Set task 1: From the text on shadow banning, list every other name it gives for shadow banning.
Set task 2: Lay out as a Markdown table, with columns named Row and Line, everything in the records from the line containing "Q: Point to the dark" down to the end of the records, skipping blank lines.

Given text:

***

Shadow banning


Shadow banning, also called stealth banning, ghost banning or comment ghosting, is the act of blocking or partially blocking a user or their content from an online community so that it will not be readily apparent to the user that they have been banned. For instance, shadow banned comments posted to a blog or media site will not be visible to other persons accessing that site from their computers.
By partly concealing, or making a user's contributions invisible or less prominent to other members of the service, the hope may be that in the absence of reactions to their comments, the problematic or otherwise out-of-favour user will become bored or frustrated and leave the site, and that spammers and trolls will not create new accounts.

Notable examples

In the mid-1980s, BBS forums including Citadel BBS software had a "twit bit" for problematic users. When enabled, the user would have limited access, and commonly still be able to read public discussions; however, any messages posted by that "twit" would not be shown to the other users of that group.

***

Task inputs:
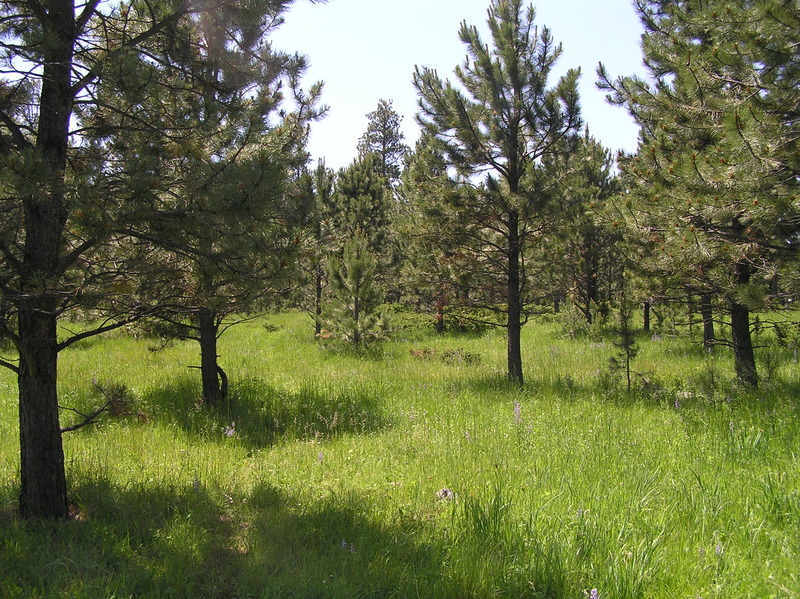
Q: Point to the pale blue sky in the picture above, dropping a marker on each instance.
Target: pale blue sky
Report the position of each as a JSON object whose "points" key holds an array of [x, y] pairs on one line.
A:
{"points": [[365, 50]]}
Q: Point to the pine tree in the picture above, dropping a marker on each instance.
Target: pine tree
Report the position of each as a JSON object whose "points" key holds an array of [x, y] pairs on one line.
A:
{"points": [[717, 168], [64, 241], [232, 226], [495, 134], [384, 139], [316, 190], [353, 313]]}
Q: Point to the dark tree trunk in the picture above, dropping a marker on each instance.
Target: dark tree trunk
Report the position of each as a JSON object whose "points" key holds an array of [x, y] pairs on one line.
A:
{"points": [[707, 313], [440, 316], [743, 357], [514, 322], [318, 301], [209, 369], [43, 491], [590, 275]]}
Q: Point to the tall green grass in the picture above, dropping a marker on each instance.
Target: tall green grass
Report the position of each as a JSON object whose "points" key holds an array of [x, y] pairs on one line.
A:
{"points": [[415, 470]]}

***

Full answer 1:
- stealth banning
- ghost banning
- comment ghosting

Full answer 2:
| Row | Line |
|---|---|
| 1 | Q: Point to the dark tree trunk in the picture above, dropping a marker on each instance. |
| 2 | Target: dark tree trunk |
| 3 | Report the position of each as a JSON object whose "points" key holds an array of [x, y] pairs on one line. |
| 4 | A: |
| 5 | {"points": [[707, 313], [440, 316], [743, 357], [514, 322], [318, 301], [209, 369], [43, 491], [590, 275]]} |
| 6 | Q: Point to the tall green grass in the picture above, dropping a marker on each instance. |
| 7 | Target: tall green grass |
| 8 | Report the position of each as a JSON object whose "points" key holds an array of [x, y] pairs on one line. |
| 9 | A: |
| 10 | {"points": [[415, 470]]} |